Stored data:
======

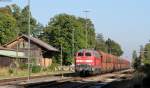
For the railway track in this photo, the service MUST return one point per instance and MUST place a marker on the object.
(21, 79)
(98, 81)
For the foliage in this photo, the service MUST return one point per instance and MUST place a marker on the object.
(52, 66)
(7, 28)
(136, 61)
(100, 43)
(60, 29)
(113, 47)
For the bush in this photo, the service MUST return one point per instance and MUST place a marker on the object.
(11, 71)
(52, 66)
(36, 69)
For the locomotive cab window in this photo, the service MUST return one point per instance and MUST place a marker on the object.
(80, 54)
(88, 54)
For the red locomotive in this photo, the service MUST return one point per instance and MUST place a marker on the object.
(89, 62)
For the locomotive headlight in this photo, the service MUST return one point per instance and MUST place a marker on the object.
(93, 69)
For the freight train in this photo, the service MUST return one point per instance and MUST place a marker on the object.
(89, 61)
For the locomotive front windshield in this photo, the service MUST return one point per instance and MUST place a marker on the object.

======

Please reproduce the rows without the pictures, replacing "place a marker on the object" with "mark the object" and leaving everything else unchanged.

For the railway track in this photo, the service MUST return one point per instance and MUST mark the object.
(21, 79)
(98, 81)
For the foliage in this photo, the service MUST return one point per instance and MUST mark the object.
(52, 66)
(7, 28)
(136, 61)
(100, 43)
(60, 29)
(113, 47)
For the bush in this photo, the service MUST return one point per instance and MUST mark the object.
(11, 71)
(52, 66)
(36, 69)
For the locomotive cab window in this photo, the service MUST return one point per instance and MUST mark the object.
(80, 54)
(88, 54)
For the red locomotive in this photo, the service MUST return one point per instance and MUST mark the object.
(89, 62)
For the locomotive headlight in this photo, the service MUST return one point per instance and MUST mark the object.
(93, 69)
For the freight train in this photo, the service MUST return one point per instance and MUST mark the object.
(89, 61)
For the locomotive front windshield in this photo, the service MUST return one point per instance and MUST mark the object.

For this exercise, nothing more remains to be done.